*** Text ***

The applicant also relied on Australian Workers Union v Leighton Contractors Pty Ltd (No 2) (2013) 232 FCR 428; [2013] FCAFC 23 where Dowsett, McKerracher and Katzmann JJ said:
7.In Khiani v Australian Bureau of Statistics [2011] FCAFC 109 (Khiani) the Full Court endorsed the summary of the authorities provided by Reeves J in Re Australian Education Union (NT Branch) (No 2) [2011] FCA 728 at [27]-[30]. In our view the authorities establish the following principles:
(1) The purpose or policy of the section is to free parties from the risk of having to pay their opponents’ costs in matters arising under the Act, while at the same time protecting those parties who are forced to defend proceedings that have been instituted vexatiously or without reasonable cause.
(2) It follows from the protection offered by s 570(2) that a person will rarely be ordered to pay the costs of a proceeding. But it is not necessary to prove that there are exceptional circumstances warranting the making of an order: Spotless Services Australia Ltd v Senior Deputy President Marsh [2004] FCAFC 155 (Spotless) at [12]-[13] (to the extent that the Full Court in Council of Kangan Batman Institute of Technology and Further Education v Australian Industrial Relations Commission (2006) 156 FCR 275 (Kangan) held otherwise, we would respectfully disagree).

***

_The tasks_.
[A] In the passage on costs orders, which three judges decided Australian Workers Union v Leighton Contractors Pty Ltd (No 2)?
[B] Reproduce word for word the stretch of the passage on costs orders from "The applicant also" through "without reasonable cause.".
[C] Carry the passage on costs orders forward from its last sentence.

*** Provided data ***

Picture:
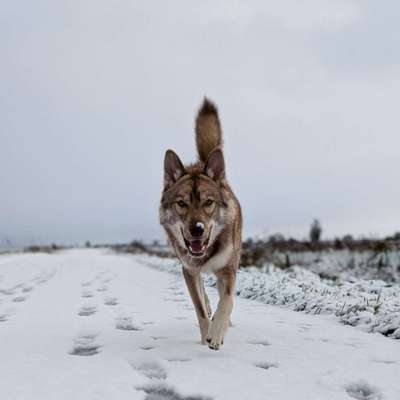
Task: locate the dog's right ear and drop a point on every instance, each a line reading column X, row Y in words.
column 173, row 168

***

_Answers given_.
[A] Dowsett, McKerracher and Katzmann JJ.

[B]
The applicant also relied on Australian Workers Union v Leighton Contractors Pty Ltd (No 2) (2013) 232 FCR 428; [2013] FCAFC 23 where Dowsett, McKerracher and Katzmann JJ said:
7.In Khiani v Australian Bureau of Statistics [2011] FCAFC 109 (Khiani) the Full Court endorsed the summary of the authorities provided by Reeves J in Re Australian Education Union (NT Branch) (No 2) [2011] FCA 728 at [27]-[30]. In our view the authorities establish the following principles:
(1) The purpose or policy of the section is to free parties from the risk of having to pay their opponents’ costs in matters arising under the Act, while at the same time protecting those parties who are forced to defend proceedings that have been instituted vexatiously or without reasonable cause.

[C]
(3) The relevant question is whether the proceeding had reasonable prospects of success at the time it was instituted, not whether it ultimately failed: R v Moore; Ex parte Federated Miscellaneous Workers’ Union of Australia (1978) 140 CLR 470 at 473 per Gibbs J; Kangan at [60]. In Kanan v Australian Postal and Telecommunications Union (1992) 43 IR 257 at 264-265 (approved in Kangan) Wilcox J said:
If success depends upon the resolution in the applicant’s favour of one or more arguable points of law, it is inappropriate to stigmatise the proceeding as being “without reasonable cause”. But where, on the applicant’s own version of the facts, it is clear that the proceeding must fail, it may properly be said that the proceeding lacks a reasonable cause.
The applicant noted in her written submissions at paragraph 140 that:
(a) the Applicant’s evidence was filed on 18 December 2017;
(b) the only evidence filed by the Respondents in this proceeding is the affidavit of Mr Haddad sworn 6 February 2018;
(c) Mr Haddad deposed in his Affidavit sworn 6 February 2018 that he had disputed liability for the contested allegations “not on the basis of a dispute as to whether or not the facts as described by the FWO happened, but rather, because I had no intention to mislead the FWO. To the contrary, I thought that I was doing the right thing.”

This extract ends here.